* TASK REQUIREMENTS *
a) Quote the stretch of the SIP newsletter from "Risks and termination" through "come to an end.".
b) Extend the SIP newsletter about software escrow, starting right after its final sentence.

* TEXT *
|---|

SIP Newsletter #21

Brussels, January 26th, 2005

Escrow - the continuity of SIP

Dear Score user,

Recently I mentioned on this forum that SIP, like SCORE, is a one-man show and therefore lives as long as its owner. Someone hinted about the likelihood of me being hit by a trolley and indeed from where I am writing (Nantes, France), this is a remote possibility. But, dear customers, do not despair. I have taken measures to assure product continuity for the days when I am no longer capable or willing of providing support and coming up with upgrades. The solution, or at least part of it, is software escrow.

"Software escrow means deposit of the source code of the software into an account held by a third party escrow agent. Escrow is typically requested by a party licensing software (the "licensee"), to ensure maintenance of the software. The software source code is released to the licensee if the licensor files for bankruptcy or otherwise fails to maintain and update the software as promised in the software license agreement".

What this means in plain English is that there is a third party where, at the cost of copy and handling you can get the complete source code of SIP, or the third party may publish the source code on Internet. As of when this will be possible is between the third party and me or our heirs. The agent will announce on the forum when the material becomes available. It has been deposited there and will be updated once every year. It is not much but it is the best I can do. Perhaps Leland Smith could make an identical arrangement.

Practically, this means that only those with programming skills will be able to make fixes and extensions to the software. Within the forum there are a couple of people with the right background. The required background is basically (1) programming experience; (2) knowledge of DOS; (3) knowledge of SCORE and computer engraving. When someone will effectively make new versions of SIP modules, he may want to ask money for it which by then is really no longer my problem. As the software has been written in a variety of languages, specific requirements have been or must be taken to create the necessary development environment. See the technicalities at the end of this text.

Risks and termination
The escrow mechanism of course depends on a few facts that we take for granted today: - there will be MS-DOS and there will be Windows - DOS programs can run on a Windows system - there will be compatible development tools for those currently being used - SCORE will still be around and running on compatible platforms When a time comes where Score, DOS or Windows are just museum pieces and historical references, the escrow scheme has come to an end.

The escrow agent is New Notations London, 93 Wellmeadow Road, London SE6 1HL, United Kingdom. This company is run by Stephen Gibson who has been the distributor of SIP in the United Kingdom for years and I am happy that a person as qualified in music engraving and computer programming as Stephen has agreed to take up this responsibility. Our arrangement is that I will file the complete SIP escrow kit at least once per year, in the first half of January, and if lots of development has taken place, intermittently.

If anyone is interested in obtaining the complete escrow kit for SIP as described above before the escrow becomes active, this can be arranged but at a price to be negotiated.

|---|

* ENTRIES *
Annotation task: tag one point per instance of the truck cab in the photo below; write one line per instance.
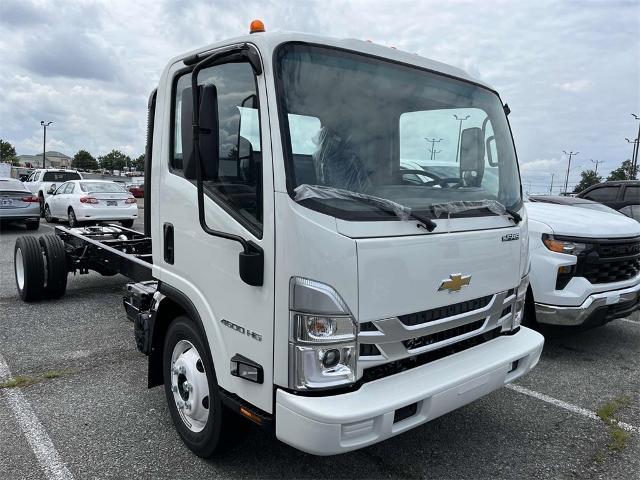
(306, 277)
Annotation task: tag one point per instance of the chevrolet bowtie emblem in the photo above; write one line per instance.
(455, 282)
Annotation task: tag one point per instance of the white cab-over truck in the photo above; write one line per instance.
(295, 272)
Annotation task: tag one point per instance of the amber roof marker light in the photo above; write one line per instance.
(256, 26)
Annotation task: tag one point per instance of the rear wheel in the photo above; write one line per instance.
(32, 224)
(191, 388)
(71, 217)
(29, 268)
(55, 265)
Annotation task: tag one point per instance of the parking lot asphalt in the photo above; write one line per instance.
(84, 406)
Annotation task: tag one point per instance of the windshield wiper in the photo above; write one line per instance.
(319, 191)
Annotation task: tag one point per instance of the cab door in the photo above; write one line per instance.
(237, 317)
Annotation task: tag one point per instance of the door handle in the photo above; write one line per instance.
(168, 243)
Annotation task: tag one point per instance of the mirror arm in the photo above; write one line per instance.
(248, 247)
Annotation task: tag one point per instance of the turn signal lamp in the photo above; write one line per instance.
(256, 26)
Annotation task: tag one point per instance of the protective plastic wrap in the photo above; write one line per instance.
(336, 164)
(440, 209)
(305, 191)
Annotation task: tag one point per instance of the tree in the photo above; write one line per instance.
(138, 163)
(623, 172)
(83, 160)
(7, 153)
(587, 178)
(114, 160)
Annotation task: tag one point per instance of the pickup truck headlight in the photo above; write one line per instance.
(560, 245)
(323, 336)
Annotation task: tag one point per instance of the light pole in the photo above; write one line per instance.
(434, 153)
(433, 142)
(460, 119)
(566, 180)
(44, 140)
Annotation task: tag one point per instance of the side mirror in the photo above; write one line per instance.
(207, 135)
(472, 149)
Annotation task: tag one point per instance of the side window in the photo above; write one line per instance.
(238, 187)
(632, 194)
(603, 194)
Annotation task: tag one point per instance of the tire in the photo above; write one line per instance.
(28, 267)
(71, 217)
(47, 215)
(32, 224)
(55, 266)
(217, 432)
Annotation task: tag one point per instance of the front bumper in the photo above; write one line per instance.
(597, 309)
(335, 424)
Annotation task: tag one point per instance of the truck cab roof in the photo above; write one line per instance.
(269, 41)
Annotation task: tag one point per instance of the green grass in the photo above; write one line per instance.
(619, 438)
(26, 380)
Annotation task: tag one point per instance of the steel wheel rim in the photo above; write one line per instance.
(19, 269)
(190, 386)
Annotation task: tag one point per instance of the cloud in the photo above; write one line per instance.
(565, 68)
(577, 86)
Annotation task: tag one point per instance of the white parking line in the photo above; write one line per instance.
(569, 407)
(628, 320)
(39, 441)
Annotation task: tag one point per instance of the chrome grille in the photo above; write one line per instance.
(391, 339)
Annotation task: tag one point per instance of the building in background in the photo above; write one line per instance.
(53, 159)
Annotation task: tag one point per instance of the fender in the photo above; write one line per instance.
(173, 304)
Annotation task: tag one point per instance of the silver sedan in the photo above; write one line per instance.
(17, 204)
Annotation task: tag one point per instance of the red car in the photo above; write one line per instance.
(137, 191)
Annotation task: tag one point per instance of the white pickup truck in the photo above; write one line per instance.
(296, 273)
(585, 265)
(42, 181)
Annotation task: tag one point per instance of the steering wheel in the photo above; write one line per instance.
(422, 173)
(443, 182)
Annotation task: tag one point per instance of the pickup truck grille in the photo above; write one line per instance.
(610, 261)
(402, 341)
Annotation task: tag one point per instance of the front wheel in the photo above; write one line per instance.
(192, 390)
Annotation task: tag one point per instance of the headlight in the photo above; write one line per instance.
(322, 337)
(560, 245)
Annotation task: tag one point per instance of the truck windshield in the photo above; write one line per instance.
(367, 125)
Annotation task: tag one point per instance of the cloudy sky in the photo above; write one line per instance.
(570, 70)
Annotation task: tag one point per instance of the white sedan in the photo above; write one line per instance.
(91, 201)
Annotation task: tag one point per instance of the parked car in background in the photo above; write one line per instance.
(91, 201)
(585, 265)
(17, 204)
(573, 202)
(42, 181)
(622, 195)
(137, 190)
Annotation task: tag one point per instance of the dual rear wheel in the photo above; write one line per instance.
(40, 267)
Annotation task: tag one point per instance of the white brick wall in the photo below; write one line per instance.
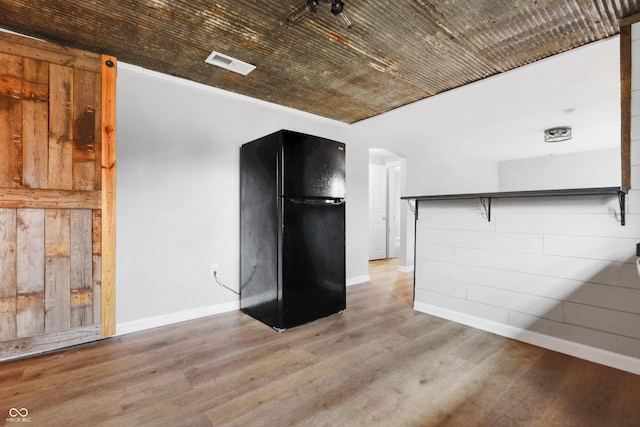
(557, 272)
(560, 267)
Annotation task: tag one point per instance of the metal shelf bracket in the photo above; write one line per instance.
(486, 206)
(621, 199)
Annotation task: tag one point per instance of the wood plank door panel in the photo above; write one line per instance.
(53, 162)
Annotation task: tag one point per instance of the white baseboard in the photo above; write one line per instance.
(176, 317)
(581, 351)
(358, 279)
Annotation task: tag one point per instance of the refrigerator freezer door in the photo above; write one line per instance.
(313, 260)
(312, 166)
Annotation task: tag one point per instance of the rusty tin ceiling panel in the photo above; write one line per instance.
(394, 54)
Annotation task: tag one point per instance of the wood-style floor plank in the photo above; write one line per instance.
(378, 363)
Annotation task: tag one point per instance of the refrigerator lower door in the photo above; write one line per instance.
(313, 260)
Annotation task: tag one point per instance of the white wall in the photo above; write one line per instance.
(178, 191)
(596, 168)
(178, 194)
(556, 272)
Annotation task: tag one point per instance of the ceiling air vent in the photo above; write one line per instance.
(220, 60)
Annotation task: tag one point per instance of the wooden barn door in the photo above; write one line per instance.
(57, 182)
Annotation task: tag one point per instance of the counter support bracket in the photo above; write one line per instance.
(622, 199)
(485, 198)
(486, 206)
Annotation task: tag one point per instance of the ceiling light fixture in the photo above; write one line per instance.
(311, 6)
(557, 134)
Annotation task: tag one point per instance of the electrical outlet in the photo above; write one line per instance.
(214, 268)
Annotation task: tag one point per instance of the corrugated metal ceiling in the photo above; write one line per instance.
(395, 53)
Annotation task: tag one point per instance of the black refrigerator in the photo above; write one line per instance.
(292, 228)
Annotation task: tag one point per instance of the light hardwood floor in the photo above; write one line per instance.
(378, 363)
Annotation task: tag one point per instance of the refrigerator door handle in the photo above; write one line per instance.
(316, 201)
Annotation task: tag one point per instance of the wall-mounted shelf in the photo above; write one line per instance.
(485, 198)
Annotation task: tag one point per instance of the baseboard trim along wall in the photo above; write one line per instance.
(581, 351)
(176, 317)
(195, 313)
(358, 279)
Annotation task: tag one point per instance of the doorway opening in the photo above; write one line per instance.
(387, 213)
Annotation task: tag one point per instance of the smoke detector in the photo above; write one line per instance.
(557, 134)
(225, 61)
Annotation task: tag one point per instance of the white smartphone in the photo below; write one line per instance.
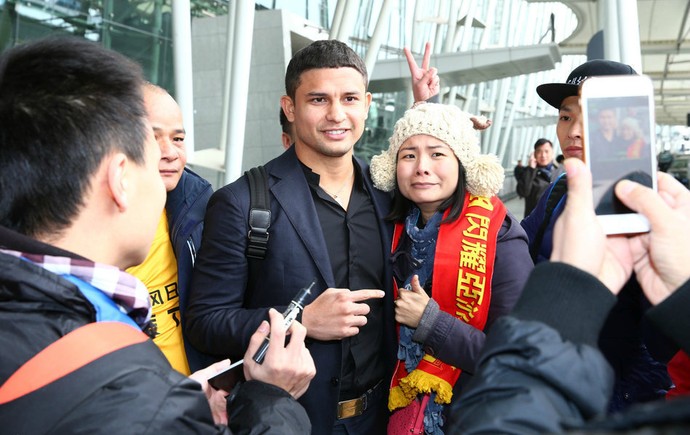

|---|

* WRITTEN ANSWERS *
a)
Risks and termination
The escrow mechanism of course depends on a few facts that we take for granted today: - there will be MS-DOS and there will be Windows - DOS programs can run on a Windows system - there will be compatible development tools for those currently being used - SCORE will still be around and running on compatible platforms When a time comes where Score, DOS or Windows are just museum pieces and historical references, the escrow scheme has come to an end.

b)
Visual Basic
Practically everything made in the last ten years is in VB6. The programmer requires a license of this compiler to be able to maintain programs written in this language. VB compiler runs under Windows. Note that some programs are immense. The main program with the freeware has about 65,000 lines of code while SIPSIB is the biggest program in the SIP collection and currently has in excess of 34,000 lines of code. Another biggie is SIPXML with about 23,700 lines of code. The total number of all SIP utilities combined is about 125,000 (the detailed list is published on the website). When this may not seem impressive to some, let it be known that the average production in the industry for a programmer is 15,000 lines per year.

Some modules of the freeware programs are in Turbo Assembler. SipSplit, written in TAAL, calls subroutines written in Assembler. The programmer requires a license of this assembler to be able to maintain programs written in this language. Modules written in this language are very unlikely subject to maintenance. The object code is part of the escrow as well. While running under DOS, procedures can be started from Windows and execution is in transparent background. The linker is included in the license of the assembler.

This is a private higher-level Basic look-alike language which generates input to the QuickBasic compiler. The Taal compiler and its user guide are part of the escrow. Programs such as SipXref and SipSplit are written in Taal. While running under DOS, procedures can be started from Windows and execution is in transparent background.

Version of QBC is 4.00b from 1988. The complete development environment (QBC.EXE and BCOM41.LIB) may form part of the escrow and I am investigating if this is possible without infringement of copyright. Included are libraries with callable subroutines of which source code is provided as well.

Two modules have been written in Cobol: SIPXREF9 and SIPFIND9. The compiler is CA-Realia II Workbench Version 3.0.55 Gen. level 9707 of 1997. It is not likely that any potential SIP programmer will have this compiler. Therefore, the following is to be noted: - SIPXREF9 is a rewrite of a number of modules which were written in Assembler and Taal before 1997. The original sort programs are in Assembler, the reporting programs in Taal. The original sources of these are part of the escrow. The operational difference between SIPXREF9 and the older modules is just speed. The Cobol sort is faster than the original one in Assembler. SIPXREF9 has 2153 lines of code (one box for those remembering punched cards). - SIPFIND9 is an original program for which there is a substitute in Assembler called SIPFIND2 which is a bit slower. At execution time, the SIP Control Center checks dynamically if the Cobol routine and the necessary DLL's are present. If not the Assembler version is executed.

Long live SCORE!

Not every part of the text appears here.